**Exercise instructions**
Below is a set of records. Repeat all of them exactly.

**Provided records**

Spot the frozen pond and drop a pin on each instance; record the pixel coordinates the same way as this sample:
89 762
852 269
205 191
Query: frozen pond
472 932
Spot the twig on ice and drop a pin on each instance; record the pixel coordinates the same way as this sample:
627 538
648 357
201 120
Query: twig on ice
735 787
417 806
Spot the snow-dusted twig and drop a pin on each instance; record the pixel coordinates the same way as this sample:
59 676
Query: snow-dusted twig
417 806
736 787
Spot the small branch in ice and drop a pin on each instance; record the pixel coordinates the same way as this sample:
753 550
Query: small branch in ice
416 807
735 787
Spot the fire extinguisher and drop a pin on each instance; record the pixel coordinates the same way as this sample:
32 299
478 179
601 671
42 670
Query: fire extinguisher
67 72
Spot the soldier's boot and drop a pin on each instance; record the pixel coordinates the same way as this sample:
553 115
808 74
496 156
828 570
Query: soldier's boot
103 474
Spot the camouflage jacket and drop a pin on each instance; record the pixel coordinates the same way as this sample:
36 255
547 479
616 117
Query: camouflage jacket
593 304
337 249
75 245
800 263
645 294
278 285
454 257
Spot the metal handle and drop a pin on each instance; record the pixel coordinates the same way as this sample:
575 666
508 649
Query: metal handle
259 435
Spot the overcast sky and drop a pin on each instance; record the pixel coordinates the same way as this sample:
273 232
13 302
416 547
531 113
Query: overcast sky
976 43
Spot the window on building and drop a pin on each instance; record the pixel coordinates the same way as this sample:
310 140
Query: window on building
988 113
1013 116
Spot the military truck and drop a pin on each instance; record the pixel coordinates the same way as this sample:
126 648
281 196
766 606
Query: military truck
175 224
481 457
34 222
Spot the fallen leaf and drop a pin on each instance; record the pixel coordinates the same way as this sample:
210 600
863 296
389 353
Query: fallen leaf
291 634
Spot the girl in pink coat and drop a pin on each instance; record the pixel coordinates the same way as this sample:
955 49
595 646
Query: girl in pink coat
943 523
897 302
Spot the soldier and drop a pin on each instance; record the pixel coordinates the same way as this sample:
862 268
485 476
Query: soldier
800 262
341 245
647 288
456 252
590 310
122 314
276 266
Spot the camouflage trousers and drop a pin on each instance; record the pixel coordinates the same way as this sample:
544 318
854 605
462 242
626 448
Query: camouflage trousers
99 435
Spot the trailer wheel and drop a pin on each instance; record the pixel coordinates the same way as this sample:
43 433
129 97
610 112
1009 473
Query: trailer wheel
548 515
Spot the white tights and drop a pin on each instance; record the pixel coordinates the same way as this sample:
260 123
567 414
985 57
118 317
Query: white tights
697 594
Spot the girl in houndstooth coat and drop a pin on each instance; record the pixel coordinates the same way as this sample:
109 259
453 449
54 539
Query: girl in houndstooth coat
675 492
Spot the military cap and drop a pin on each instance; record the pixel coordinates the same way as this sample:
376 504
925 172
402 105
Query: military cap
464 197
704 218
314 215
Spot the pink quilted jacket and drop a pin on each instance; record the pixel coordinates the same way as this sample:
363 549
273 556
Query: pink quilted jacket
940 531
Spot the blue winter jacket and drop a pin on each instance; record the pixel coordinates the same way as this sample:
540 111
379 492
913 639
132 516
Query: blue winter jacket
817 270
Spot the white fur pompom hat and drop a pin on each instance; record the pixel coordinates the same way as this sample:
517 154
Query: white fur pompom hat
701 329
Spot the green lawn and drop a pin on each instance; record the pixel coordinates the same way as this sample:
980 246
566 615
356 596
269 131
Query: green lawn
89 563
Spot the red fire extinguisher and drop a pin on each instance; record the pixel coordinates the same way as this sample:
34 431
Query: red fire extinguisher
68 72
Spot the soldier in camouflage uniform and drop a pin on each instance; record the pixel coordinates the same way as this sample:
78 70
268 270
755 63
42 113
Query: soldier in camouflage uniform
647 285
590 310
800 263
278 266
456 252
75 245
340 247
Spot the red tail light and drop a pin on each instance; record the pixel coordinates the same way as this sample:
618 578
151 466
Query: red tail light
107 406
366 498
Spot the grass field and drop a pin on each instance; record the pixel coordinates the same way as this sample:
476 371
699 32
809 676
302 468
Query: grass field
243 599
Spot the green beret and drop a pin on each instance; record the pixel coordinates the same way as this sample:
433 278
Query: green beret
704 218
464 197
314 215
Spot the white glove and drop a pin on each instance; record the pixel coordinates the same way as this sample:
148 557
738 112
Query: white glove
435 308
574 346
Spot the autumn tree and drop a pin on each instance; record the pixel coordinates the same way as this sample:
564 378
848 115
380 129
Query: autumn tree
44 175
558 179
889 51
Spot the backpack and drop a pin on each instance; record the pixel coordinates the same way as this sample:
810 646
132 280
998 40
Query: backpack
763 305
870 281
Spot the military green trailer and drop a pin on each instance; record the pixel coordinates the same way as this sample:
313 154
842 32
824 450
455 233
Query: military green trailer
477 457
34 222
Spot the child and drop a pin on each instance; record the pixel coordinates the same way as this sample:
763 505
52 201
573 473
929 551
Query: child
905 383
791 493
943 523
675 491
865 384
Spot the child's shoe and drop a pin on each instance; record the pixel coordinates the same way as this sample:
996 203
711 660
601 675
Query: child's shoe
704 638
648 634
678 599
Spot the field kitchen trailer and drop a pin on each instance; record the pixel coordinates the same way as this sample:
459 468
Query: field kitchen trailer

**Output**
Spot the frozen pond and drop a pin on each instance; record the pixel coordinates the same way as this sample:
89 762
852 269
205 191
Query: frozen pond
472 932
Spot the twig on ice and drop a pin on each instance; record the pixel coordinates the same way as this sample:
627 538
648 357
201 120
Query: twig on ice
735 787
417 806
Spot the snow-dusted twig and drop a pin on each instance; record the pixel coordinates the same way as this sample:
59 676
Query: snow-dusted twig
417 806
736 787
Spot the small branch in ice and drop a pin on each instance; record the pixel coordinates the same way as this sample:
753 550
Query: small branch in ice
416 807
735 787
Spot the fire extinguisher and drop a pin on each instance; record the pixel coordinates the same way as this sample:
32 299
478 179
601 671
42 670
Query: fire extinguisher
67 72
Spot the soldier's boot and drop a pin on each instance; record the pixel coordinates the same way as this sample:
553 115
808 74
496 156
828 570
Query: soldier's boot
103 474
Spot the camouflage jacket and drop a pin on each instance; record the pixel coordinates the same way as this sample:
36 255
547 479
616 117
Query: camouflage jacket
593 304
337 249
75 245
800 263
645 294
278 285
454 257
Spot the metal handle and drop a pin on each instance; record the pixel coordinates the same way as this sample:
575 666
508 649
Query: metal handle
259 435
Spot the overcast sky and drop a pin on each instance; record the pixel coordinates the same way as this sample:
273 232
13 302
416 547
531 113
Query: overcast sky
976 43
Spot the window on building and drop a pin on each instance; record the pixel coordinates the same way as this sample:
310 140
Query: window on building
988 113
1013 116
Spot the military truck and drop a pin on each instance; record the pixel coordinates the same way as this sample:
126 648
281 196
766 606
Query: military truck
175 224
481 457
34 222
Spot the fallen leaf and drop a pin on each instance; record the pixel coordinates the same way as this sample:
210 600
863 296
389 353
Query: fallen leaf
291 634
Spot the girl in pink coat and drop a pin on each instance; record the pixel coordinates the same way as this sample:
955 49
595 646
Query: girl in pink coat
943 523
897 302
Spot the soldier and drop a pin on each instance; record the pixel coordinates the same way as this sample:
862 268
485 476
Query: soldier
800 262
341 245
647 288
456 252
590 310
122 314
276 266
Spot the camouflage trousers and drop a pin on each instance; record the pixel coordinates the same way as this sample:
544 318
854 605
462 242
626 448
Query: camouflage trousers
99 435
Spot the trailer wheel and drop a pin on each instance; record the pixel coordinates the same way as this sample:
43 433
129 97
610 112
1009 473
Query: trailer wheel
548 515
Spot the white tights and drop a pin on each instance; record the pixel coordinates the same way as this sample:
260 123
567 414
985 57
118 317
Query: white tights
697 594
Spot the girl in houndstooth coat and drop a pin on each instance; record the pixel coordinates the same way as this sample:
109 259
453 449
54 539
Query: girl in houndstooth coat
675 492
Spot the military cap and drop a pin on each instance; record the pixel coordinates the same way as this sample:
376 504
925 172
402 105
Query: military cap
464 197
704 218
314 215
Spot the pink quilted jacket and drop a pin on each instance; record the pixel coordinates the same way as this sample:
363 549
273 556
Query: pink quilted jacket
940 531
Spot the blue winter jacket and drop a pin on each instance; record the pixel coordinates the same way as this sample:
540 111
379 492
913 639
132 516
Query: blue winter jacket
817 270
Spot the white fur pompom hat and drop a pin on each instance; record the pixel coordinates the same way as this sample:
517 154
Query: white fur pompom hat
701 329
Spot the green lawn and drop a pin on each instance; record the pixel coordinates the same way as this sample:
980 246
566 615
356 596
269 131
Query: green lawn
89 563
Spot the red fire extinguisher and drop a pin on each instance; record the pixel coordinates the same way as this sample:
34 431
Query: red fire extinguisher
68 72
Spot the soldier in camouflage uniform and drop a pin on each instance; record the pixel coordinates the same way as this sample:
78 70
268 270
755 63
42 113
Query: soldier in camouflage uniform
647 285
590 310
800 263
278 266
456 252
75 245
340 247
Spot the red tail light and drop a pin on each instance; record the pixel coordinates the same way as this sample:
618 578
151 466
Query: red tail light
107 406
366 498
Spot the grass field and drop a pin on each instance; record the pixel coordinates the same way as this sample:
476 371
699 32
809 676
302 468
Query: grass field
243 599
Spot the green beret and drop a pin on each instance; record the pixel coordinates the same way as this sample:
433 278
Query: green beret
704 218
464 197
314 215
Spot the white glove and drop a pin on each instance; record the pixel coordinates the same way as this sample:
148 557
738 112
Query: white glove
435 308
574 346
Spot the autumn tree and drop a pin on each instance; record the pixel coordinates the same way as this sample:
564 378
848 115
380 129
Query: autumn tree
44 175
558 179
889 51
Spot the backpack and drop a pin on each instance; record the pixel coordinates the same way as this sample:
810 646
132 280
998 40
Query: backpack
763 305
870 281
Spot the military green trailer and drop a pin on each instance; record the pixel coordinates the same way as this sample:
313 154
842 32
824 450
455 233
Query: military green trailer
477 457
34 222
Spot the child and drop a pin on each instance; record the pixel coordinates the same way as this sample:
763 505
52 201
573 473
929 551
Query: child
905 383
791 493
943 523
675 491
865 384
Spot the child's shoe and drop a pin on each instance; record the pixel coordinates the same way as this sample:
996 203
711 660
601 675
Query: child's shoe
704 638
648 634
678 599
Spot the field kitchen trailer and drop a pin on each instance; record the pixel coordinates the same way as this sample:
459 468
Query: field kitchen trailer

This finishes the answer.